**GIVEN PASSAGE**
_ _ _ _ _ _ _
[comp.lang.c] Column-wise data storage for matrices in C, any advantage

fangchin@elaine46.stanford.edu (Chin Fang) (02/02/91)

Greetings,
 
I recently started thinking whether it is possible to take advantages many
numerical liner algebra algorithms to their fullest extend in C, and if so,
how to come up a clean and hard-limit free implementation of it.

Let's use 2d matrices for discussion for now:

as is well know among numerical computing people that matrix algorithms 
have to be "gaxpy" (defined below) rich to gain high performance:

gaxpy: given x in Rn, y in Rn and A in Rmxn, the following algorithm
       computes z=y+Ax.

       function: z=gaxpy(A,x,y)
             n=cols(A); z=y
             for j=1:n
                 z=z+x(j)A(:,j) 
             end
       end gaxpy

I used Cleve Moler's Matlab language for the above pseudo-code for compactness.

Now, note that this algorithm requires most rapid changes in indixing occuring
in COLUMNS, not rows!

I believe in default C design, data is stored in rows (discussed in K&R II)
instead in columns.  It is almost very common these days people use 
array of pointers to array as a way to simulate 2d matrices so that 
(1) no requirement to declare array dimensions beforehand,
(2) flexibility in passing "matrices" to functions    
(3) allowing index offsetting if that's desired.
_ _ _ _ _ _ _
[Point localization data]
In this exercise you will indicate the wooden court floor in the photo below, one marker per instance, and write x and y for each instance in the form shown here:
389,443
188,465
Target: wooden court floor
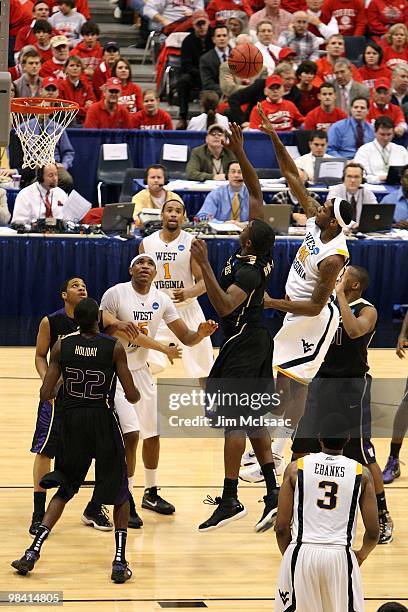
230,569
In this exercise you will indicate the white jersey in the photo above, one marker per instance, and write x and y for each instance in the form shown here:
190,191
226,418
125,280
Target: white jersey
326,497
146,310
174,263
304,273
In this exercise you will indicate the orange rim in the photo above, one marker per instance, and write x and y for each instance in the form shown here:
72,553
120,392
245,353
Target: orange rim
33,106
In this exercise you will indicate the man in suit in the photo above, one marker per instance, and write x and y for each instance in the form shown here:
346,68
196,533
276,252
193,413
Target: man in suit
210,61
348,135
346,88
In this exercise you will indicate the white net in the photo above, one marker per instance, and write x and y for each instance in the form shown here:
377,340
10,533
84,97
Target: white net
39,130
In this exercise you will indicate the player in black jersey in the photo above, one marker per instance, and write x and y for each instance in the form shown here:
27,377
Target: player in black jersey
392,468
343,385
88,362
44,444
247,349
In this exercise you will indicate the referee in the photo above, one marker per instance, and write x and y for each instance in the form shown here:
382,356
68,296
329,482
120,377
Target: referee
88,362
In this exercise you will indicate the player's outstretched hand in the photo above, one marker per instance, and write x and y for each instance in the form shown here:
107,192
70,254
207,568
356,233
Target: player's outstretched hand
266,125
402,345
207,329
174,352
234,140
199,251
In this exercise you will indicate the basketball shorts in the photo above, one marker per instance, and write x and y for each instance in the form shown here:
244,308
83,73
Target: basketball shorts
319,578
300,346
243,366
89,433
141,417
350,397
47,428
197,360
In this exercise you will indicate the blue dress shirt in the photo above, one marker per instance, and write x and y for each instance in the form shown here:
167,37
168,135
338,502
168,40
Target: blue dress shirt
218,204
342,137
401,208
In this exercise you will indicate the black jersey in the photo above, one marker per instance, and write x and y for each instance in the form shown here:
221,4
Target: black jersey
_ _ _ _ _ _ _
**TASK DETAILS**
Output the part of the post on column-wise matrix storage from "as is well know" up to and including "z=z+x(j)A(:,j)", copied word for word.

**REPLY TO THE EXERCISE**
as is well know among numerical computing people that matrix algorithms 
have to be "gaxpy" (defined below) rich to gain high performance:

gaxpy: given x in Rn, y in Rn and A in Rmxn, the following algorithm
       computes z=y+Ax.

       function: z=gaxpy(A,x,y)
             n=cols(A); z=y
             for j=1:n
                 z=z+x(j)A(:,j)